## Document segment:
——————

The 2014 U.S. Open will be remembered for many things, particularly the media coverage. CBS bowed out after 47 years of covering the famed tennis major with one of the lowest rated finals in history. With a match lacking tennis’s big names and beginning at 5 p.m. EDT on a Monday, there was little surprise that Marin Čilić’s straight-sets victory drew just a 1.9 overnight rating, down 32 percent from Rafael Nadal’s win over Novak Djokovic last year, reports Sports Business Daily. It was also less than half the 4.0 rating drawn by the women’s final between Serena Williams and Caroline Wozniacki, played on Sunday.

Huge crowds are thought to have watched on in Čilić’s and Nishikori’s native countries of Croatia and Japan, respectively. But CBS, which will hand over coverage of the finals next year to ESPN, will have been anticipating the low U.S. audience for its finale when Nishikori and Čilić scored major upsets over two of the sport's greats, Djokovic and Roger Federer, respectively, in the semifinals. It produced not only the first Grand Slam final in almost a decade not to feature one of tennis’s famed Big Four -- Federer, Nadal, Djokovic and Andy Murray -- but the first since 2002 not to feature a top-nine seed. Both Čilić, seeded 14, and Nishikori, seeded 10, were playing in their first Grand Slam final.

As much as the lack of star power, the numbers were also clearly impacted by the final’s scheduling. This was the seventh consecutive men’s U.S. Open final to be played on a Monday, with last year’s 2.8 being the highest during that time. All others have fallen below 2.5, which was the lowest rating prior to 2008, when the final was contested on a Sunday.

The U.S. Open’s scheduling has long been the target of criticism. For years it was the only Grand Slam to have the men’s semifinals and final on back-to-back days, in order to be able to offer viewers a “Super Saturday,” featuring both men’s semifinals and the women’s final. But for five straight years, beginning in 2008 the tournament was extended by a day due to rain. After frequent complaints from players, last year it was announced that the final would actually be scheduled for the Monday, as it was again this year, in order to provide the men’s finalists an extra day’s rest. The USTA had to pay CBS $6 million in compensation for the switch, according to Sports Illustrated’s Jon Wertheim.

——————

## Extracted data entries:

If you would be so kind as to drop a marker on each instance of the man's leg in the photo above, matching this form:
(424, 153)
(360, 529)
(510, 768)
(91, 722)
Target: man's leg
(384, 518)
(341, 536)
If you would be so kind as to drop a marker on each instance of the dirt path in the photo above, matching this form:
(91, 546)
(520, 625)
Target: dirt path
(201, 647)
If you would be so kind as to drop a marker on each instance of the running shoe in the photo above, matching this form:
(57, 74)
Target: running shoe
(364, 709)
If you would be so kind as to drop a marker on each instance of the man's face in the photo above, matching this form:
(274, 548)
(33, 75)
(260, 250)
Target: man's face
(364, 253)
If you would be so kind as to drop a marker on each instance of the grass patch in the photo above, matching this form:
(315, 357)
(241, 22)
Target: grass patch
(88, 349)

——————

## What needs to be done:
In the article on the 2014 U.S. Open final's TV ratings, how much did the USTA pay CBS in compensation for moving the men's final to Monday?

## Expected output:
$6 million.